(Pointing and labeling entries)

○ ○ ○ ○ ○ ○ ○

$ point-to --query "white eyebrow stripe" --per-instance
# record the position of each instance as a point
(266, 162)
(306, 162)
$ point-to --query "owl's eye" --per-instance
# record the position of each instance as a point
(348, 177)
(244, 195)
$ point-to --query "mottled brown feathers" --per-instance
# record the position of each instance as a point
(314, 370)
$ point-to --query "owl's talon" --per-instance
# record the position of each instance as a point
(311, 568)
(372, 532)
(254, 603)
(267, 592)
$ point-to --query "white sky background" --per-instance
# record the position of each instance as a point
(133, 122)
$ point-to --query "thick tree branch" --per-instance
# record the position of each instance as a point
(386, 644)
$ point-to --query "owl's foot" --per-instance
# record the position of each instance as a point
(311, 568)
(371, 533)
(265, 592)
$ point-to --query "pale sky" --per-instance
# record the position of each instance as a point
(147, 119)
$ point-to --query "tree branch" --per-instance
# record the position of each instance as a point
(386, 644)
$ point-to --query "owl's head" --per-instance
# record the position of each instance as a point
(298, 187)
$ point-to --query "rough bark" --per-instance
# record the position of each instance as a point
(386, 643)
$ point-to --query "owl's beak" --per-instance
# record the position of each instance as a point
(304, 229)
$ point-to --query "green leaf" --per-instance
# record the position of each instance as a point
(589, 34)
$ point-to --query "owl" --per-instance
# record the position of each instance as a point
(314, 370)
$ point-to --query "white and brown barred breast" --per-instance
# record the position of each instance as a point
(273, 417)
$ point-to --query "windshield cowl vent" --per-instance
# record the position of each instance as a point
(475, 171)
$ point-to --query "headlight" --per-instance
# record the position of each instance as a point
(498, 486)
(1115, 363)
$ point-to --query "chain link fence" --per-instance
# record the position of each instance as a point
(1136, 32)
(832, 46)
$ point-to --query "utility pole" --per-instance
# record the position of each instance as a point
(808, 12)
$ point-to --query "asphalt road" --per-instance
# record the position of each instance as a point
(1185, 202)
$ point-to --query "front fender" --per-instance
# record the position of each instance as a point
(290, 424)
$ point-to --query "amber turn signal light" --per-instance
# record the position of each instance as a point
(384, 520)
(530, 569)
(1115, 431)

○ ○ ○ ○ ○ ○ ○

**What the exercise asks**
Transcribe the full listing above without leaving anything out.

**Solution to the problem**
$ point-to --query "white eyebrow stripe" --per-instance
# record the position of each instance as a point
(266, 162)
(306, 162)
$ point-to --query "owl's eye" --per-instance
# record the position of each instance as a point
(348, 177)
(244, 195)
$ point-to --query "mottled brown feathers" --per-instance
# record the position of each instance as a point
(314, 370)
$ point-to --query "owl's talon" --per-instance
# record the position of each instance as a point
(311, 568)
(372, 532)
(254, 603)
(267, 592)
$ point-to --query "white sky background" --per-instance
# record the position of each instance as a point
(133, 122)
$ point-to --query "thick tree branch" --per-instance
# record the position of each instance as a point
(386, 644)
$ point-to --query "owl's foot" --per-instance
# record the position of each instance as a point
(311, 568)
(371, 533)
(265, 592)
$ point-to --query "pale sky" --per-instance
# record the position of each instance as a point
(147, 119)
$ point-to --query "tree branch" --per-instance
# record the position of each instance as a point
(386, 644)
$ point-to --query "owl's head" --per-instance
# record the position of each instance as a point
(298, 187)
$ point-to --query "rough bark" --per-instance
# record the position of each instance as a point
(386, 643)
$ point-to --query "owl's beak" --per-instance
# record the position of each instance as a point
(304, 229)
$ point-to --query "green leaf" --per-instance
# record the position of each instance as a point
(589, 34)
$ point-to --query "owl" --per-instance
# record the position of each instance as a point
(314, 370)
$ point-to --query "white and brown barred breast" --per-instance
# record the position of each instance as a point
(273, 417)
$ point-to --query "windshield cowl vent" --per-instance
# record the position of each instance as a point
(475, 171)
$ point-to --query "headlight" --per-instance
# record the position of each instance as a point
(498, 486)
(1115, 363)
$ point-to --query "chain link fence" --per-instance
# record the position of each instance as a point
(1136, 32)
(832, 46)
$ point-to --query "utility pole" --per-instance
# record the position of each instance as a point
(808, 12)
$ point-to --query "asphalt road" --per-instance
# record the position of each instance as a point
(1185, 202)
$ point-to --query "front fender" --per-instance
# record the position of each instance as a point
(290, 424)
$ point-to --query "amber turn signal light" --per-instance
# record the position of each instance as a point
(384, 520)
(530, 569)
(1115, 431)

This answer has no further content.